(Beginning of DOCUMENT TEXT)

The 1970 Australian Rally Championship was a series of five rallying events held across Australia. It was the third season in the history of the competition.

Bob Watson and navigator Jim McCauliffe in the Renault R8 Gordini were the winners of the 1970 Championship.

==Season review==
The third Australian Rally Championship was decided over five events, with two in Victoria and one each in Queensland, New South Wales and South Australia. The series was dominated by the Renault R8 Gordinis, with Watson and McCauliffe winning four of the five rounds and coming second in the other. Their closest challenge was from Colin Bond and Brian Hope in the new Holden Monaro GTS 350.

==The Rallies==

The five events of the 1970 season were as follows.

(End of DOCUMENT TEXT)

WHAT TO WORK ON -
**a)** In the 1970 Australian Rally Championship text, which car did Bob Watson and Jim McCauliffe drive?
**b)** Condense the paragraph of the 1970 Australian Rally Championship text beginning "The third Australian Rally Championship was decided" into a short bulleted list that keeps its main facts.

(Beginning of DATASET)

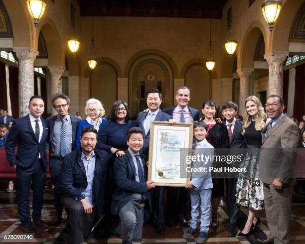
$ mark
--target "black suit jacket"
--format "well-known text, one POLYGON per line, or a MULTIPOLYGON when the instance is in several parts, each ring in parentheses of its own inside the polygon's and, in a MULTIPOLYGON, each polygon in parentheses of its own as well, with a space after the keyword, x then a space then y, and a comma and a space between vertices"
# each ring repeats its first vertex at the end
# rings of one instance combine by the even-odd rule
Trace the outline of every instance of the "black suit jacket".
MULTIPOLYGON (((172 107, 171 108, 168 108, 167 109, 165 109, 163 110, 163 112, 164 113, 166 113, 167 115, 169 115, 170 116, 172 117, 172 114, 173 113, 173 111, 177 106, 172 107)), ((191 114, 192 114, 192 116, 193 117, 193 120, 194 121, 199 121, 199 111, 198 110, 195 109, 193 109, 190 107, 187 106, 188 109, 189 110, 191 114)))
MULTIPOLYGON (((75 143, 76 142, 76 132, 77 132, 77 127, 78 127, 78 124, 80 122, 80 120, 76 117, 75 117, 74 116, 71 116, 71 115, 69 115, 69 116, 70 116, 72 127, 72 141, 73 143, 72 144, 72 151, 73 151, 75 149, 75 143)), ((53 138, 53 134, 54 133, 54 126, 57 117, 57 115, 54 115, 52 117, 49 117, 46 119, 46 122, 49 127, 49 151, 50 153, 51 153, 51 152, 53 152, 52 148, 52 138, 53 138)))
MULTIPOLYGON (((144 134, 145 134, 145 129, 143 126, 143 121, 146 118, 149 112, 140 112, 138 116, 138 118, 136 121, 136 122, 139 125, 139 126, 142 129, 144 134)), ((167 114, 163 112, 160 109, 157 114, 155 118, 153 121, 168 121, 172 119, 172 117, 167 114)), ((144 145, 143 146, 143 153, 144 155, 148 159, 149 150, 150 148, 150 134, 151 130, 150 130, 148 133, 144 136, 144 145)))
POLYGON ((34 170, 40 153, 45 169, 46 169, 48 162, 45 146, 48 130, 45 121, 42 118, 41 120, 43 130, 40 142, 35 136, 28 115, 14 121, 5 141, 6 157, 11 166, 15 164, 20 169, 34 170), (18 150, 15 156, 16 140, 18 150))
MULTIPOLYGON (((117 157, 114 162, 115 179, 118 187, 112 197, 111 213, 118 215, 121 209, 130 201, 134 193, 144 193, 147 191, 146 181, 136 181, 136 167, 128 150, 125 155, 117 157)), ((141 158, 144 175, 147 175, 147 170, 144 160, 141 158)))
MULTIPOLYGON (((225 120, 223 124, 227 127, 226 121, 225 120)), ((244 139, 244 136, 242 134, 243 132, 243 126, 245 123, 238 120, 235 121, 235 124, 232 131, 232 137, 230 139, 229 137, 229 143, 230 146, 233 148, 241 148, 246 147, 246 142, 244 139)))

(End of DATASET)
(Beginning of DATASET)

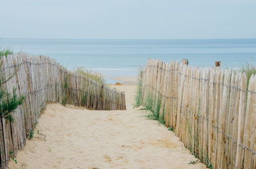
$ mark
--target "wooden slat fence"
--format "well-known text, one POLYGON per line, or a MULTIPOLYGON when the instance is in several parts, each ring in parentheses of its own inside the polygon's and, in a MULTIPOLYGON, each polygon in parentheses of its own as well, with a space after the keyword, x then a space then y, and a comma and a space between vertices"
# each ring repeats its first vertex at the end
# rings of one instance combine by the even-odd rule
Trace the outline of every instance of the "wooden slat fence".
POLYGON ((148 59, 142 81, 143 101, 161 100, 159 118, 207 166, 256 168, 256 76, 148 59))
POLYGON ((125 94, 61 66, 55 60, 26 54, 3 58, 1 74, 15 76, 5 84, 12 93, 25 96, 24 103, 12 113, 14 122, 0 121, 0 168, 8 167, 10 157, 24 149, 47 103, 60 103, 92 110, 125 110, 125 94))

(End of DATASET)
(Beginning of DATASET)

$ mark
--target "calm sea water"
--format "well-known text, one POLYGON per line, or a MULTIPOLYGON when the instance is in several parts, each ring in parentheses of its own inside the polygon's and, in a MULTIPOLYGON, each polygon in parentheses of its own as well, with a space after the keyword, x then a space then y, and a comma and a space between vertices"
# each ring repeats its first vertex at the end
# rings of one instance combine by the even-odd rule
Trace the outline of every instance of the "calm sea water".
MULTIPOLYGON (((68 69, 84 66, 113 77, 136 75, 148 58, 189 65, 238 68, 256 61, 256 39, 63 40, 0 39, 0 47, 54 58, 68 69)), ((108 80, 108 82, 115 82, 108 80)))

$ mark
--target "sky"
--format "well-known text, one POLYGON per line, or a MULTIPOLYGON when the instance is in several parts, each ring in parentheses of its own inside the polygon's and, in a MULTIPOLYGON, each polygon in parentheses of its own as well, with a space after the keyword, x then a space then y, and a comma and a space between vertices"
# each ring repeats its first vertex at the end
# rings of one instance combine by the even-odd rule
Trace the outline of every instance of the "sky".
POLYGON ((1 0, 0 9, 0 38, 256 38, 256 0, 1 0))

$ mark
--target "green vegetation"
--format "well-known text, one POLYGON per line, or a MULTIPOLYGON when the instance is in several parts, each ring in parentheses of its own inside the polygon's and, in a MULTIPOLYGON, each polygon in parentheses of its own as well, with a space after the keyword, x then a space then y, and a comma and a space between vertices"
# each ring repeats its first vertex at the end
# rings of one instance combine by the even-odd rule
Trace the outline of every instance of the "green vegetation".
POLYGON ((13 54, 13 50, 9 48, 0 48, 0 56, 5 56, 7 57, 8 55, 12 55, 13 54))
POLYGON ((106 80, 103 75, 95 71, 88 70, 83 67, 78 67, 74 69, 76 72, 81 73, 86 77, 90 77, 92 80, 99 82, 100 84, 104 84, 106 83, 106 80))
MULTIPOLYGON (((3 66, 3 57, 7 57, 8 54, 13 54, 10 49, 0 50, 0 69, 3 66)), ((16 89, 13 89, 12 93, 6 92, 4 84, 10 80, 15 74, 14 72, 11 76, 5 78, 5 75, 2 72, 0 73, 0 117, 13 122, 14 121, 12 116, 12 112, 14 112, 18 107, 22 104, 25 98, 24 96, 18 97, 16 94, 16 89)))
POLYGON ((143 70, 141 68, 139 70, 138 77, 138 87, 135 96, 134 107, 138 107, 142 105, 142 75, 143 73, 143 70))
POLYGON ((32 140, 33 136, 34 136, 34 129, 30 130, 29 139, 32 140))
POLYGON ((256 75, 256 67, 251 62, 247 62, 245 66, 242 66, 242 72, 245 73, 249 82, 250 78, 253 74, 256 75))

(End of DATASET)

ANSWERS TO THE PROBLEMS -
**a)** A Renault R8 Gordini.

**b)**
- Five events: two in Victoria and one each in Queensland, New South Wales and South Australia
- Renault R8 Gordinis dominated the series
- Watson and McCauliffe won four rounds and finished second in the fifth
- Closest challengers: Colin Bond and Brian Hope in the new Holden Monaro GTS 350